#### [EXERCISE]
Omit every picture, then return each line of the data below exactly.

#### [DATA TO EXAMINE]
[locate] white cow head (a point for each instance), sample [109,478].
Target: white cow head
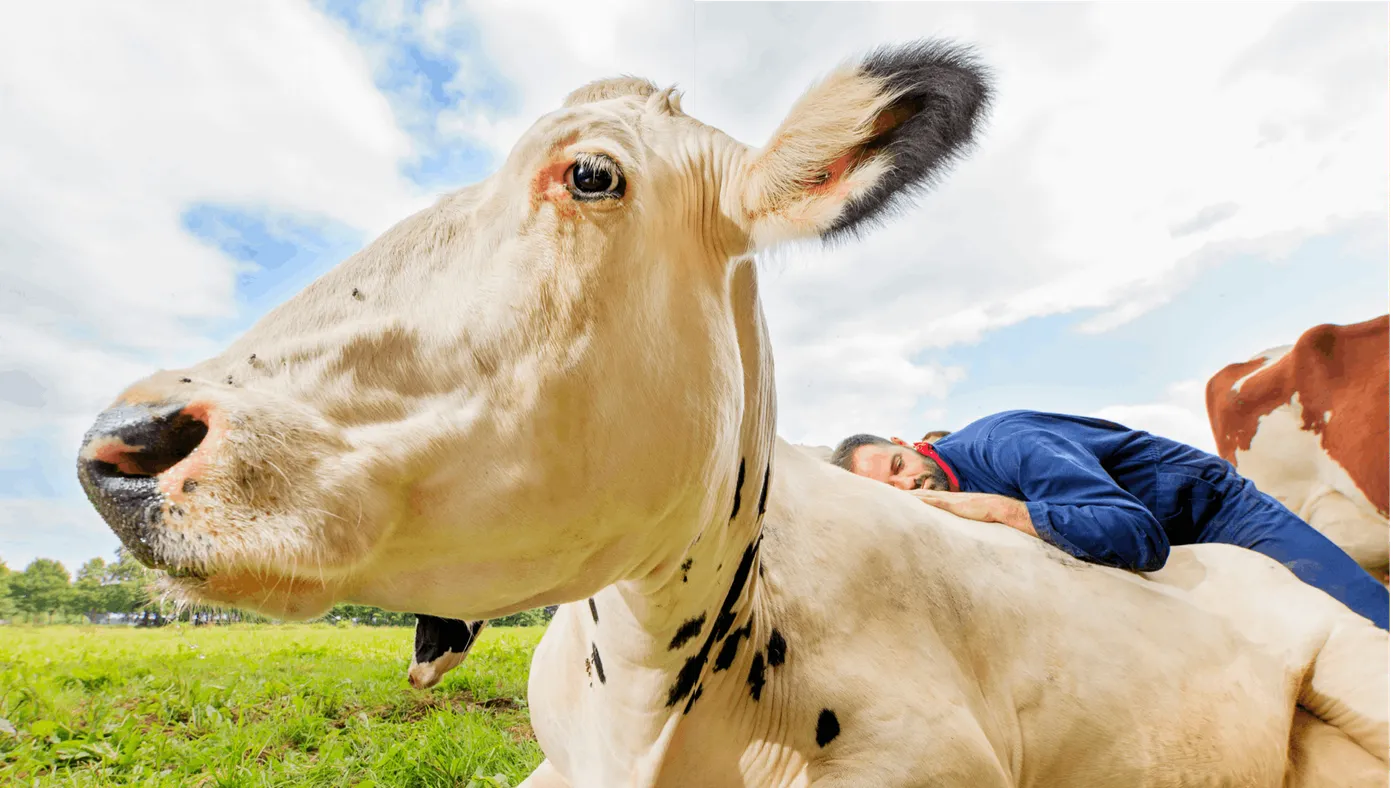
[528,391]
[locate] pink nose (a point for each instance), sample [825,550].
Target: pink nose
[123,452]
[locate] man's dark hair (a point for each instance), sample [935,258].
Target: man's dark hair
[844,454]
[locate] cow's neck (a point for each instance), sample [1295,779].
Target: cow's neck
[695,631]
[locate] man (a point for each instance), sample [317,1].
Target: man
[1108,494]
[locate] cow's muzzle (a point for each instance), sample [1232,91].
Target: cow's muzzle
[126,468]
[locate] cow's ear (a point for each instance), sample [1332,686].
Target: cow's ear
[864,139]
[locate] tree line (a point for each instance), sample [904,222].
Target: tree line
[121,592]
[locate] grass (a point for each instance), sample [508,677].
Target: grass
[240,706]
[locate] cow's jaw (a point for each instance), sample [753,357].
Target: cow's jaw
[693,630]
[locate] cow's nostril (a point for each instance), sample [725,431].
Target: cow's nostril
[144,442]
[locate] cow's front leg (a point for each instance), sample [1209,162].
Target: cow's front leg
[545,776]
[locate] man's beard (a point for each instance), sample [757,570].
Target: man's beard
[933,476]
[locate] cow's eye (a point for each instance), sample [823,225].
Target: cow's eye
[595,178]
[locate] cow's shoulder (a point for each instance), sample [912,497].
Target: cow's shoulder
[1242,392]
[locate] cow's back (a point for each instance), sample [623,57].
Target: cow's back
[1308,424]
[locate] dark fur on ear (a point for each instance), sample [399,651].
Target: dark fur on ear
[942,93]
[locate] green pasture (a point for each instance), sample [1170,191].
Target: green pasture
[258,704]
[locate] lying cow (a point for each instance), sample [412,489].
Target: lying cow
[1309,424]
[556,385]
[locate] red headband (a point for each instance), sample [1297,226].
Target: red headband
[927,449]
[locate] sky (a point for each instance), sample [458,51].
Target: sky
[1162,189]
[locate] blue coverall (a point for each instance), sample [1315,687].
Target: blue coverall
[1115,496]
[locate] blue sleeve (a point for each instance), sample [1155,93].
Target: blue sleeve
[1075,505]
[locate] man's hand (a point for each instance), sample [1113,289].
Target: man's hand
[982,507]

#### [EXPECTED ANSWER]
[locate] white cow head (a point for each instance), sample [109,478].
Target: white cow head
[528,391]
[locate] pink nose (a point for each instance), sample [825,550].
Target: pink nose
[123,452]
[locate] man's dark hair (a point for each instance), sample [935,258].
Target: man's dark hair
[844,454]
[locate] cow's neck (a point for each instance), sample [1295,779].
Target: cow's neck
[695,631]
[locate] man (a point for each instance), sample [317,1].
Target: man
[1108,494]
[locate] cow's muzzle (a point for each instance), sample [1232,91].
Target: cow's muzzle
[126,468]
[locate] cow's ear (a point for each instance), sample [1332,686].
Target: cow's ear
[864,139]
[locate] tree line (a point for each instance), sample [904,222].
Target: tree line
[121,592]
[locate] grass (a point for each instance), sample [508,677].
Target: grass
[240,706]
[locate] cow's jaw (a point for each instance), sample [753,357].
Target: cow's jaw
[693,630]
[locate] cow's nostril (a point for each instance), sample [725,431].
Target: cow's nostril
[144,442]
[locate] cow's front leg (a point for each instance), sample [1209,162].
Target: cow's front leg
[545,776]
[locate] man's beard (a point for each instance), sample [757,570].
Target: man's beard
[933,476]
[locate] cow's eye (a point for each instance), sample [823,225].
Target: cow's eye
[595,178]
[locate] cow's shoulder (a point for each instance), sample [912,497].
Target: cow's shoulder
[1242,392]
[locate] cow's back (a point for each instance), sample [623,57].
Target: cow's back
[1308,424]
[locate] dark fur on ear (a point for each instance), sample [399,651].
Target: dark fur on ear
[942,93]
[locate] green pasture (a point for each instance), sample [1170,191].
Target: green pasture
[258,704]
[locate] lying cow (a point for each instance), sample [412,489].
Target: lying cow
[1309,424]
[556,385]
[locate] red headband (a point for each instance), sample [1297,226].
Target: red headband
[927,449]
[locate] sky (a point for each instance), sample [458,51].
Target: sky
[1162,189]
[locate] blue coverall (a point for each instance), sample [1315,687].
Target: blue coverall
[1115,496]
[locate] blue sleeve (a point for each instance), sample [1155,93].
Target: blue sleeve
[1075,505]
[locate] man's hand (a point for each instance), sample [1113,289].
Target: man's hand
[982,507]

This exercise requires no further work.